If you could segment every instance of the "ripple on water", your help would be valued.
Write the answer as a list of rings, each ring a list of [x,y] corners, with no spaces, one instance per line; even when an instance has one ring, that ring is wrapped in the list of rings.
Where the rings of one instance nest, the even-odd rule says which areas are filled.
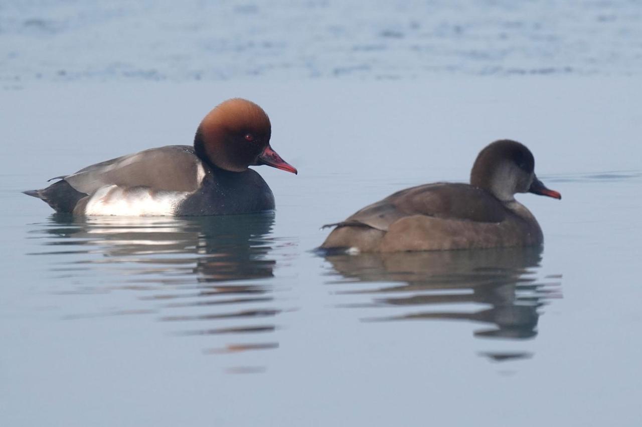
[[[46,249],[31,255],[47,256],[50,272],[78,285],[57,294],[136,291],[143,305],[64,319],[153,315],[177,327],[171,336],[212,337],[205,355],[273,350],[279,348],[279,317],[292,310],[263,280],[273,276],[277,262],[273,222],[273,213],[181,219],[55,215],[31,233]],[[256,373],[265,367],[225,369]]]
[[[326,259],[331,265],[326,283],[334,288],[337,299],[351,297],[351,302],[337,306],[359,310],[364,322],[465,321],[482,325],[476,337],[523,340],[537,335],[541,309],[561,296],[559,281],[538,278],[541,247]],[[377,315],[381,308],[396,314]],[[495,362],[532,356],[521,351],[478,354]]]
#####
| Task description |
Rewrite the rows above with "instance" swapped for "object" wherever it occurs and nothing else changed, leaving the pictures out.

| Correct output |
If you could segment every object of the "ripple on water", your help would be valued.
Write the answer as a list of rings, each ring a list of [x,y] corners, with no spaces, one object per line; even when an object has one ring, that ring is wrapped in the list of rings.
Where the rings of one object nest, the even-odd rule says which areas are filled.
[[[46,249],[31,255],[47,256],[50,272],[78,285],[57,294],[136,291],[143,305],[64,319],[153,315],[177,327],[171,336],[212,337],[205,355],[273,350],[279,348],[279,317],[292,310],[263,280],[273,276],[277,262],[273,222],[273,213],[181,219],[55,215],[31,233]],[[256,373],[265,367],[225,369]]]
[[[326,259],[331,265],[326,283],[334,288],[337,299],[351,297],[351,302],[337,306],[359,310],[364,322],[465,321],[482,325],[476,337],[523,340],[537,335],[541,309],[561,296],[559,281],[538,278],[541,247]],[[377,315],[381,308],[396,314]],[[495,362],[532,356],[521,351],[478,354]]]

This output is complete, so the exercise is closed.